» BRIEF
The required output is every line from the beginning of the entries below through the line that includes "I need the bounding box for the dark", copied exactly.

Dataset entries:

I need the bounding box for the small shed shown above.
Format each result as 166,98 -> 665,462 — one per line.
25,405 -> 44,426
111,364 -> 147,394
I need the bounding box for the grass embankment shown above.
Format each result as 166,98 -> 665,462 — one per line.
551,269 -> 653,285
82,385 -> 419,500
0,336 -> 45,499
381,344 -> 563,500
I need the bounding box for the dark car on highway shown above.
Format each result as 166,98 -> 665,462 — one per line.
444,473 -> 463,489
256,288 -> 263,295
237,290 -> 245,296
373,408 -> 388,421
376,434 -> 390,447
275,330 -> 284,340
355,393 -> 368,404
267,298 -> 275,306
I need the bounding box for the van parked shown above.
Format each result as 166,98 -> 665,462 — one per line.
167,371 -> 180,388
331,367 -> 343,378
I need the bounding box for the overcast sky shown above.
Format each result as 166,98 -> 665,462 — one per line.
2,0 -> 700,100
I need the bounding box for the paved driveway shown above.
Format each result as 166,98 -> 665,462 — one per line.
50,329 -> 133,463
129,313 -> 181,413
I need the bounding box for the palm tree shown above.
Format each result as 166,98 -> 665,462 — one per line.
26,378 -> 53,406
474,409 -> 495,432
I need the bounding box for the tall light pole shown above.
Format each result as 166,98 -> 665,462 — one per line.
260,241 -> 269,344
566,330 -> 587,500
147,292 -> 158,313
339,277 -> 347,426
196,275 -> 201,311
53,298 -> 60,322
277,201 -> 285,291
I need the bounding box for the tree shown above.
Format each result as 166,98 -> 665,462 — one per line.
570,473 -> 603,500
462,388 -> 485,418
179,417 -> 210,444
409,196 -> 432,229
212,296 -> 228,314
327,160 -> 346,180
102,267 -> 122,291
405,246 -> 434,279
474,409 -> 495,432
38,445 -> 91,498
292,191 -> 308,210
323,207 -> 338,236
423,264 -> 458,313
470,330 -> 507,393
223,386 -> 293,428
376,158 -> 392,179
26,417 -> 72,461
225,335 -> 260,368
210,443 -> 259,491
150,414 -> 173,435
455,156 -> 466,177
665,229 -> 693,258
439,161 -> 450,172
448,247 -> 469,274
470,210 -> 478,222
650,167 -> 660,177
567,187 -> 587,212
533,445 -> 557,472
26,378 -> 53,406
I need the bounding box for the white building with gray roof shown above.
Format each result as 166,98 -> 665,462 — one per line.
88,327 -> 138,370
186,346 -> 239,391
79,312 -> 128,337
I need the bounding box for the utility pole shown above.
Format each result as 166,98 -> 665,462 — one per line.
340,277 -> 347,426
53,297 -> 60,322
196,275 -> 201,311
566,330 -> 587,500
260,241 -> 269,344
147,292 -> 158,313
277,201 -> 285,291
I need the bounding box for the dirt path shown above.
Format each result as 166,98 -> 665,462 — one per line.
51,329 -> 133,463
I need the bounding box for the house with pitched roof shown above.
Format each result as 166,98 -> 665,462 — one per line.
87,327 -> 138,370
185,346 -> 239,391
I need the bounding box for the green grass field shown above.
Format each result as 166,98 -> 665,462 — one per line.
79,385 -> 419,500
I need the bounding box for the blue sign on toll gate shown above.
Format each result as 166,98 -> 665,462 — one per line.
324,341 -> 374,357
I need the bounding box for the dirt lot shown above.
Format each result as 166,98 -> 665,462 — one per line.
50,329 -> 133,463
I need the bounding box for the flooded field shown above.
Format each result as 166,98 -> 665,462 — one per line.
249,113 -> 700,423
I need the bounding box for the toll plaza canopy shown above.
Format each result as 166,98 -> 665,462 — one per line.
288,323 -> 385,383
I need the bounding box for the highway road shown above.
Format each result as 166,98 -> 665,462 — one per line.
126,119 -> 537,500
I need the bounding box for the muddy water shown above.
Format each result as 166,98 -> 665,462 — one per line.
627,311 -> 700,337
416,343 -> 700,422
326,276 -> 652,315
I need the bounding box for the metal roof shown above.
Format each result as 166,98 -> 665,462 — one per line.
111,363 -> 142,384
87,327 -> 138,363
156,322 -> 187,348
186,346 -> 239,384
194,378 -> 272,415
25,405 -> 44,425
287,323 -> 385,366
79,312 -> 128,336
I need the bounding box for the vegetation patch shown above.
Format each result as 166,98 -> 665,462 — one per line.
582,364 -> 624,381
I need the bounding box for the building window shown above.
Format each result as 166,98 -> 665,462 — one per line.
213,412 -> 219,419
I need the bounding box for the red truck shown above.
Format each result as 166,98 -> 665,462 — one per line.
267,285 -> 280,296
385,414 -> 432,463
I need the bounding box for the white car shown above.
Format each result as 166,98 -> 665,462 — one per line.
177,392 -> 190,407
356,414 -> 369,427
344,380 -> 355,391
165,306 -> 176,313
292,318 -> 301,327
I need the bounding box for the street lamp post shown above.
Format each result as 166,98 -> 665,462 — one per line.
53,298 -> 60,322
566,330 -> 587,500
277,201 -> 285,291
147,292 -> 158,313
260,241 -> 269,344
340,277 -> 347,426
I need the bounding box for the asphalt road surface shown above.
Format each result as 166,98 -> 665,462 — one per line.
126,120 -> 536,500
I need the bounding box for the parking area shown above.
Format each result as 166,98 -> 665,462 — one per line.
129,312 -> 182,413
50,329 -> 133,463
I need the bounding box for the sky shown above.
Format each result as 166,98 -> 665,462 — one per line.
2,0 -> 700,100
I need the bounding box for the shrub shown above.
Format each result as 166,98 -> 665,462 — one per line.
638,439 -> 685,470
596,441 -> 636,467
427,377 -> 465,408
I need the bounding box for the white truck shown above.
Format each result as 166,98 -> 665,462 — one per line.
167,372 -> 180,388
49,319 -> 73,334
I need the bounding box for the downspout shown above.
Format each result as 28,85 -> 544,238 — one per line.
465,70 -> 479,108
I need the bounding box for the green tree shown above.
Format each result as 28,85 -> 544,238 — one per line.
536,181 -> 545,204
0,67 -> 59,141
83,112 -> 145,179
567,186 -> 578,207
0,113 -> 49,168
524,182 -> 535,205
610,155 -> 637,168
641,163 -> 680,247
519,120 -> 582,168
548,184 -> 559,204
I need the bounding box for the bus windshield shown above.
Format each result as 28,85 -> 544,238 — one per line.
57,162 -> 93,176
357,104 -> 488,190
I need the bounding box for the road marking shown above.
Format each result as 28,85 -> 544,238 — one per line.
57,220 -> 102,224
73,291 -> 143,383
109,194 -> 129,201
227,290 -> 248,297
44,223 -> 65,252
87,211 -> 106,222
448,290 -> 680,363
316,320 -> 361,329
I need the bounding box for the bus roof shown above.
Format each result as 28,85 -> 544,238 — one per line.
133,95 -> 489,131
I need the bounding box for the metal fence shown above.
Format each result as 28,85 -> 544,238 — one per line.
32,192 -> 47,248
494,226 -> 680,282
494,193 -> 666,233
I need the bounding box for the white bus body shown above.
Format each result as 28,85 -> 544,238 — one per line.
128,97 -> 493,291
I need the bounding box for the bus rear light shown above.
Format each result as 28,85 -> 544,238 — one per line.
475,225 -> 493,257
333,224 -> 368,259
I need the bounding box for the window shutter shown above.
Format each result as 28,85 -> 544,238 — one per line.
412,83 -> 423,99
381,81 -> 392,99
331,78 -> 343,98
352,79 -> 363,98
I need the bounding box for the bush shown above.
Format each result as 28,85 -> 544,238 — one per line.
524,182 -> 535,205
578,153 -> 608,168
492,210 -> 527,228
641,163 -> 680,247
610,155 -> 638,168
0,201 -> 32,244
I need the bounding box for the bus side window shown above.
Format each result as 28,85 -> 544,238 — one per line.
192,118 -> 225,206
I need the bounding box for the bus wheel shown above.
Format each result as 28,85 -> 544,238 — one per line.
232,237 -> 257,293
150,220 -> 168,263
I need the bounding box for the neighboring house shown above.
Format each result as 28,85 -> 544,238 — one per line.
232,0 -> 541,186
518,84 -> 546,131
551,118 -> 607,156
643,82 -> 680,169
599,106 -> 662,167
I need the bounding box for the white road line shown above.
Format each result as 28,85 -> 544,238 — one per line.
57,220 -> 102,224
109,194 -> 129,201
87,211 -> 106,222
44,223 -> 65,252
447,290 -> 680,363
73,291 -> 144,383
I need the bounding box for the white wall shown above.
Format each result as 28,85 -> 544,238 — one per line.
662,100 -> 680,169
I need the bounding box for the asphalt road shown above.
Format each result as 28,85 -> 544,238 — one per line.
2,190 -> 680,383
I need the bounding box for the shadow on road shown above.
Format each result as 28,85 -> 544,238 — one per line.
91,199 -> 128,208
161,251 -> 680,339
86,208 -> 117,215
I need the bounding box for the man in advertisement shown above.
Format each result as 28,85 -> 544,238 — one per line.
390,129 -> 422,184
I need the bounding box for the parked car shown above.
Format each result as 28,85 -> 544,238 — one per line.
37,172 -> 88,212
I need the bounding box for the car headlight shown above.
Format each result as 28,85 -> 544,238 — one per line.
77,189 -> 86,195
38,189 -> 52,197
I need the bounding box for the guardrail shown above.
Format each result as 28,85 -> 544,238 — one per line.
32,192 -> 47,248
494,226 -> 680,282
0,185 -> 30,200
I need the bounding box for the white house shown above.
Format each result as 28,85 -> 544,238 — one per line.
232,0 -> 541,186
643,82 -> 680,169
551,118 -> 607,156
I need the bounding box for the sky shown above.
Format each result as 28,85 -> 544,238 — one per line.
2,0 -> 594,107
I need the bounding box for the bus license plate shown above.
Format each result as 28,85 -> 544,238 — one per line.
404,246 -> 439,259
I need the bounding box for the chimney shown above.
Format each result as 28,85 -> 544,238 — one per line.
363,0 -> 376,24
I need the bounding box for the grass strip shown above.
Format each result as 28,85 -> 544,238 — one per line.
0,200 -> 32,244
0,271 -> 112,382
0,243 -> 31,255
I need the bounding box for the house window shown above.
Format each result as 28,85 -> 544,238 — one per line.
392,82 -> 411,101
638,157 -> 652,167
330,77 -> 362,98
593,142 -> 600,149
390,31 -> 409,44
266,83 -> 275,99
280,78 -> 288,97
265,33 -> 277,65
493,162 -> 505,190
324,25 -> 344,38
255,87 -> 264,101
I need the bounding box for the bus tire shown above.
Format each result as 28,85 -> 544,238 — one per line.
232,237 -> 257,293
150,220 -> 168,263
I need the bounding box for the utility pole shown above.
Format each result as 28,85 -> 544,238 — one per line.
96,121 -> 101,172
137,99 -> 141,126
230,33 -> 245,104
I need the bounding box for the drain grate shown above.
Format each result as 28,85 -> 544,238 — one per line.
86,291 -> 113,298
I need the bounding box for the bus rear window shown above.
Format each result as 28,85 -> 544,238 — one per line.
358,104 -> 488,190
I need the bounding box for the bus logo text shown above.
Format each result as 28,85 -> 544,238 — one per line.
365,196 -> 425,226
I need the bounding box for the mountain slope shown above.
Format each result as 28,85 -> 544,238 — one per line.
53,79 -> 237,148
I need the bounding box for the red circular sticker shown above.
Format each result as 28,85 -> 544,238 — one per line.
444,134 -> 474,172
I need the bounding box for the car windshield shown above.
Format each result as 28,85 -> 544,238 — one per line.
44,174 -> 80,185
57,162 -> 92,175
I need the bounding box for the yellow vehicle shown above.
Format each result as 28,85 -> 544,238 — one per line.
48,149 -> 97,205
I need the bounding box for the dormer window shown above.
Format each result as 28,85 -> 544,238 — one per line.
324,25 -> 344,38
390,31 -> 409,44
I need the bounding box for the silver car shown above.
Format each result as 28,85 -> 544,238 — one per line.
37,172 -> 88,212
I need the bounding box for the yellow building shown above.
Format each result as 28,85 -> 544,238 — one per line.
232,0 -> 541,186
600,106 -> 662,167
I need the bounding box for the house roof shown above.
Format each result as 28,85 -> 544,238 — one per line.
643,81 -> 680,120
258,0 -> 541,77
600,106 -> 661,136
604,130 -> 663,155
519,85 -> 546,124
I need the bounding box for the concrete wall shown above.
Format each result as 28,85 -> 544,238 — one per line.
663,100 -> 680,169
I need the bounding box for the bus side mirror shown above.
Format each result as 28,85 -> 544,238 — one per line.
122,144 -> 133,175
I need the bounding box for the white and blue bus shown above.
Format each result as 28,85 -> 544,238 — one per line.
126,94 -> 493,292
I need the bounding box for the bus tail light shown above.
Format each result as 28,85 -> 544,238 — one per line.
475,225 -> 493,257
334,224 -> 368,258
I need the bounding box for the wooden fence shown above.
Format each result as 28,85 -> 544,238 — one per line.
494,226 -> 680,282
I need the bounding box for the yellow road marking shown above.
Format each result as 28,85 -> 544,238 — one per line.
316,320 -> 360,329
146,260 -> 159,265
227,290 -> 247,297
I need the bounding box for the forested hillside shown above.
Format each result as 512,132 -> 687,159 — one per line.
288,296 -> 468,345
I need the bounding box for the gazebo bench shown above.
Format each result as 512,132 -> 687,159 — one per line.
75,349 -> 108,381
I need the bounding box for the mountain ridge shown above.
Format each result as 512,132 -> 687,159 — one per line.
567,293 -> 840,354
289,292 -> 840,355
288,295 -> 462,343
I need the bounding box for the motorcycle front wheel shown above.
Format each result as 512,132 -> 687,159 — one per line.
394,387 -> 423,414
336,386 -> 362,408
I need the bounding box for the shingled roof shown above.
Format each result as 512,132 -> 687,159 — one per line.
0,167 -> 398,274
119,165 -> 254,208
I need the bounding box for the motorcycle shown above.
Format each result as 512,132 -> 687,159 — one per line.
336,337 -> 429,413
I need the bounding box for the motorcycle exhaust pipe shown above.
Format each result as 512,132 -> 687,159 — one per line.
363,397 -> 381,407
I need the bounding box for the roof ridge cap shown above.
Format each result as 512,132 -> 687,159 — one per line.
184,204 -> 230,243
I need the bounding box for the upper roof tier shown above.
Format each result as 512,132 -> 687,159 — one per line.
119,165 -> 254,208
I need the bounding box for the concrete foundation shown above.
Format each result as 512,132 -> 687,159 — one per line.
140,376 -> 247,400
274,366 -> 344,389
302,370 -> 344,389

» SOLVED EXERCISE
I need the bounding box for the small shed shown above.
Format each result as 166,98 -> 665,462 — one per line.
25,405 -> 44,426
111,364 -> 147,394
I need the bounding box for the grass embankment shown above.
Format each result as 166,98 -> 665,462 — one per line.
551,269 -> 653,285
82,385 -> 419,500
0,336 -> 45,499
381,344 -> 563,500
I need the bounding box for the dark car on highway shown above.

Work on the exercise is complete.